Could you render each line of the entries below as a JSON list of strings, one string per line, leaving out blank lines?
[start of DATA SHOWN]
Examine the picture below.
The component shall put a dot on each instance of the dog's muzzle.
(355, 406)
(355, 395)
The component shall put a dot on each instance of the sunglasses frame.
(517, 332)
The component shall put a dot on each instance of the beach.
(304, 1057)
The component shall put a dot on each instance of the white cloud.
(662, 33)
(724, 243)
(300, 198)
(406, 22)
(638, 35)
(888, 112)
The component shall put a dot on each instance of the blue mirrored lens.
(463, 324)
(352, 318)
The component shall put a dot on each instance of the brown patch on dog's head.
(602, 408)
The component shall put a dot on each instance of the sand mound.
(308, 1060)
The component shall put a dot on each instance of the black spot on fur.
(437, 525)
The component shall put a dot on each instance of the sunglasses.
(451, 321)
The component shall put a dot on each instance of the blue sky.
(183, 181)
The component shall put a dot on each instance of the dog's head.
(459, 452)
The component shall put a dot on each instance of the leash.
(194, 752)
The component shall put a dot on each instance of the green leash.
[end of DATA SHOWN]
## WRITTEN RESPONSE
[
  "Examine the picture below.",
  "The component shall put a dot on each instance of the dog's muzzle.",
  "(355, 406)",
  "(355, 395)",
  "The component shall put a dot on each instance of the sunglasses frame.",
  "(517, 332)",
  "The component shall put a dot on each instance of the beach.",
  "(304, 1057)",
  "The component shall put a dot on each instance of the white cloud.",
  "(662, 33)",
  "(724, 243)",
  "(300, 198)",
  "(406, 22)",
  "(638, 35)",
  "(888, 112)",
  "The component shall put a dot on each instance of the blue mirrored lens.",
  "(463, 324)",
  "(352, 318)",
  "The component shall put a dot on each instance of the brown patch on dog's head.",
  "(602, 408)",
  "The component shall put a dot on each instance of the sand mound.",
  "(308, 1060)",
  "The component shall put a dot on each instance of the black spot on fur.",
  "(437, 525)",
  "The component shall put a dot on each instance of the sunglasses.",
  "(451, 321)",
  "The component shall put a dot on each instance of the blue sky.",
  "(183, 181)",
  "The component shall put a dot on each instance of the dog's head.",
  "(459, 452)",
  "The component shall put a dot on each instance of the leash.",
  "(194, 752)",
  "The component shall put a dot on each instance of the green leash."
]